Qualcomm CEO: Streaming video quality may make you question what’s real and what’s not

Qualcomm CEO Steve Mollenkopf used his Friday morning keynote at CES 2017 to boast about Qualcomm’s leadership in 5G and provided a glimpse of what that world’s going to look like—complete with latency that’s faster than the blink of an eye.

Mollenkopf held up Qualcomm’s latest flagship processor, the Snapdragon 835, the first 10-nanometer mobile processor, which means its transistor is about 7,500 times smaller than a strand of hair. The device marks an important turning point in the industry as mobile—not PC— sets the pace for shrinking processors with the leading process nodes, he said.

According to the CEO, the tiny 835 package can deliver incredible new capabilities in a device that uses 25 percent less power than the previous generation. It has extended battery life, built-in security and new capabilities for eye-based authentication. But despite its many features, the hallmark of the technology is what it means to the immersive world.

“We’re bringing a fiber-like experience to a wireless connection,” he said. “With this kind of processing power, coupled with gigabit LTE connectivity, streaming video will look and sound so good you may question what’s real and what’s not.”

Devices featuring the 835 will be commercially available the first half of this year. He also said that the X50 modem, which Qualcomm announced a few months ago, is the first in a family of 5G modems that will provide an anchor to early deployments of 5G and will be essential to the millimeter wave systems that will start trials and deployments in late 2017 and early 2018.

5G will make it possible to trust the mobile connection for critical applications, whether it's a doctor remotely monitoring a patient’s status or a commuter relying on an autonomous vehicle, he said. Latency will be as low as 1 millisecond, or 400 times faster than the blink of an eye.

### DIRECTIONS
1. According to the article about Qualcomm's CES 2017 keynote, how much less power does a device with the Snapdragon 835 use than the previous generation?
2. Carry the article about Qualcomm's CES 2017 keynote forward from its last sentence.
The listing has nothing to do with the article about Qualcomm's CES 2017 keynote.

Stored data:
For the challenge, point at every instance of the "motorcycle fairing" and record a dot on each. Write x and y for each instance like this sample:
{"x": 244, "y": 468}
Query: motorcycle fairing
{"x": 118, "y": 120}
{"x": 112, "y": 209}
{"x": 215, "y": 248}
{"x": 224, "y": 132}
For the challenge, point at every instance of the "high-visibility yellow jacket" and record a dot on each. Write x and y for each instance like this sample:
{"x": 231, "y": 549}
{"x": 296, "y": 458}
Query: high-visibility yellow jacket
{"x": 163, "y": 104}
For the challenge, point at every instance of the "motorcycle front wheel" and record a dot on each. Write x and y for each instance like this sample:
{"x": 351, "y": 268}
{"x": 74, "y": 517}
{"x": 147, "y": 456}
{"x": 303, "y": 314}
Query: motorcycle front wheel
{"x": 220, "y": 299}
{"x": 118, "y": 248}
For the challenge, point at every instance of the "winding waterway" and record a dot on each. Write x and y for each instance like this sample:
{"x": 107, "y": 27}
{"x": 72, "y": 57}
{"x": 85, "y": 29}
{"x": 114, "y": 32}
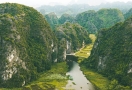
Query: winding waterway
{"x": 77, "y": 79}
--
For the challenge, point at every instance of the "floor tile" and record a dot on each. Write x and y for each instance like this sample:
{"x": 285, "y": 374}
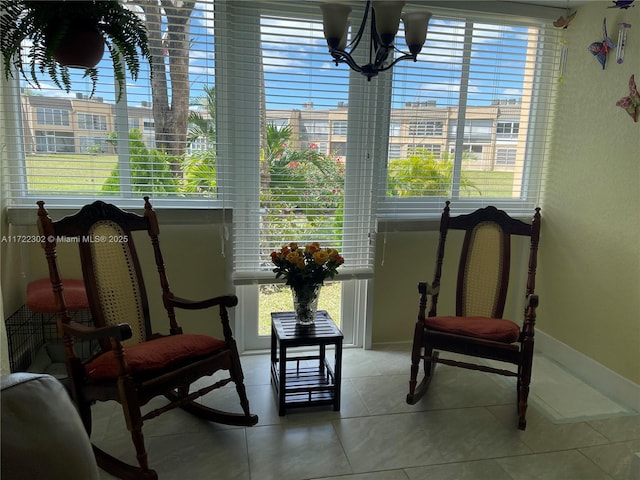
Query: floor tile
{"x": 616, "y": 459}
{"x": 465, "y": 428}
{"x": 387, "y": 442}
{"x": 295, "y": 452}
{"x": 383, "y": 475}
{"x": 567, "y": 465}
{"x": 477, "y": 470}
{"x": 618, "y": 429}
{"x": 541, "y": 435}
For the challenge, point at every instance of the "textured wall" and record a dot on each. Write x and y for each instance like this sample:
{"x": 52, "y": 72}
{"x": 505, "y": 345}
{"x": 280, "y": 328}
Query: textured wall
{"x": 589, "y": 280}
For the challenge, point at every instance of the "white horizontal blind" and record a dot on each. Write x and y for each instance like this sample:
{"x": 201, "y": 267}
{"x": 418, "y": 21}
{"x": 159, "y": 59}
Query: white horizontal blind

### ANSWERS FOR THE TASKS
1. It uses 25 percent less power.

2.
He also pointed to a new 5G economic study that Qualcomm commissioned that confirms that 5G will make mobile even more essential than it is today and its impact will be akin to the introduction of electricity or the automobile. Up to $12 trillion worth of goods and services could be enabled by 5G, or more than the combined consumer spending by China, Japan, France and the UK last year.

Qualcomm spent the last 30 years connecting people and every 3G and 4G device ever shipped contains Qualcomm technology and inventions, and it will continue to get the world ready for 5G years before the world can take advantage of it, he said. The company will be collaborating with AT&T, Ericsson and SK Telekom on 5G New Radio trials set to launch this year.

The CEO also spent some time detailing what Qualcomm is doing with OneWeb, both as a tech advisor and investor, with OneWeb aiming to extend Wi-Fi and cellular to remote areas of the world, and how Qualcomm is pushing V2X standards for vehicles, providing non-line-of-sight awareness for vehicles to see what’s coming down the road.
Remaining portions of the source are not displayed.